● DOCUMENT EXTRACT:
Today In History...

In 1824 The presidential election was turned over to the U.S. House of Representatives when a deadlock occurred. John Quincy Adams is declared the winner.
In 1903 The first Christmas Club payment was made to the Carlisle Trust Company Company in Carlisle, Pennsylvania.
In 1913 The first drive-in gasoline station opened in Pittsburgh, PA.
In 1918 Iceland became an independent state under the Danish crown.
In 1919 Lady Astor was sworn in as the first female member of the British Parliament.
In 1929 Bingo was invented by Edwin S. Lowe.
In 1934 Sergi M. Kirov, a collaborator of Josef Stalin, was assassinated at the Leningrad party headquarters.
In 1939 Rudolph the Red-Nosed Reindeer made his first appearance in a Montgomery Ward advertising brochure.
In 1942 During World War II, nationwide gasoline rationing was enacted in the United States.
In 1943 President Franklin D. Roosevelt, British Prime Minister Winston Churchill, and Soviet leader Josef Stalin concluded their Tehran conference during World War II.
In 1955 Rosa Parks, a black woman, was arrested for refusing to move to the back of a city bus in Montgomery, Alabama, sparking a year-long boycott of the buses by blacks.
In 1956 The New York Stock Exchange began selling stock in installments.
In 1959 First color photograph of Earth was taken from outer space.

● GIVEN ENTRIES:
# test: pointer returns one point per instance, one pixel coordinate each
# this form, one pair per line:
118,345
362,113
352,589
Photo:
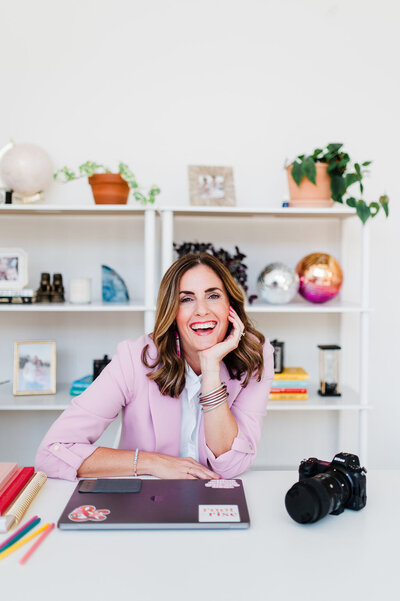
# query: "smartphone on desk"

---

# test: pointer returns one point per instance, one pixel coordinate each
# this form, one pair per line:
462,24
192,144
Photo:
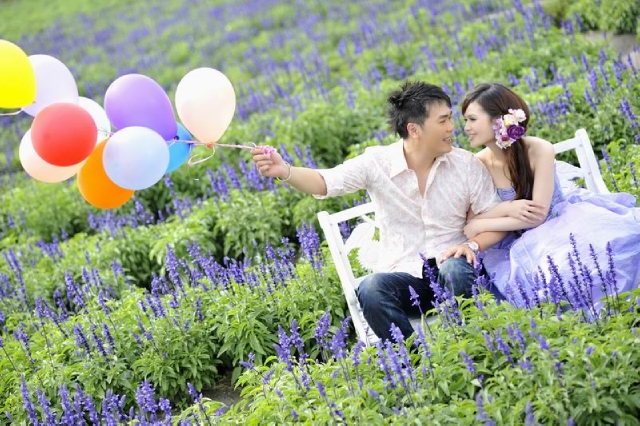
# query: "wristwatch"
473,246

* * *

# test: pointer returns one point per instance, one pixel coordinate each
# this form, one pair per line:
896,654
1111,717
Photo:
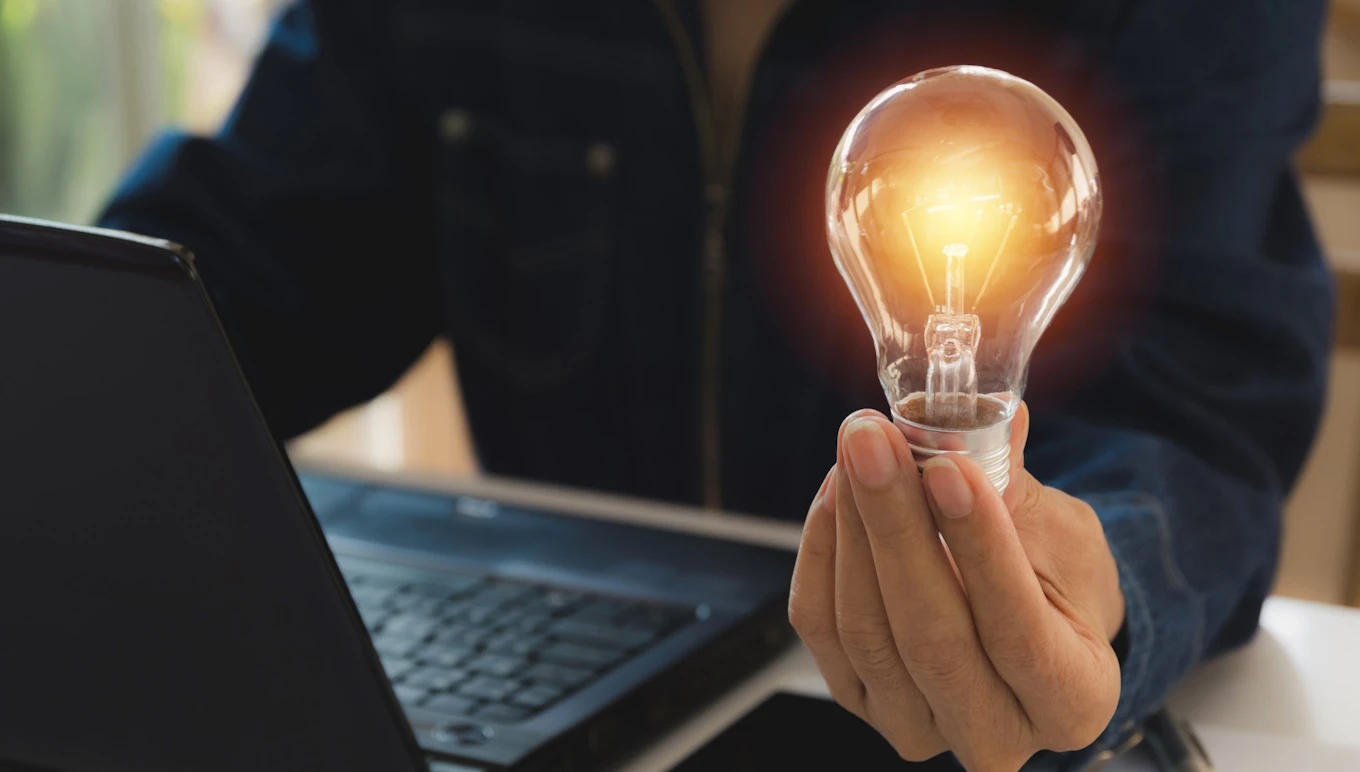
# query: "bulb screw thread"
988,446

● WHAT THE EXERCISE ASKS:
Answer from the Today in History list:
1. In what city and year did the first drive-in gasoline station open?
2. Who invented Bingo?
3. Where did Rudolph the Red-Nosed Reindeer make his first appearance?
The records come from a separate source.

● ANSWER TO THIS PROBLEM:
1. Pittsburgh, PA, in 1913.
2. Edwin S. Lowe.
3. In a Montgomery Ward advertising brochure.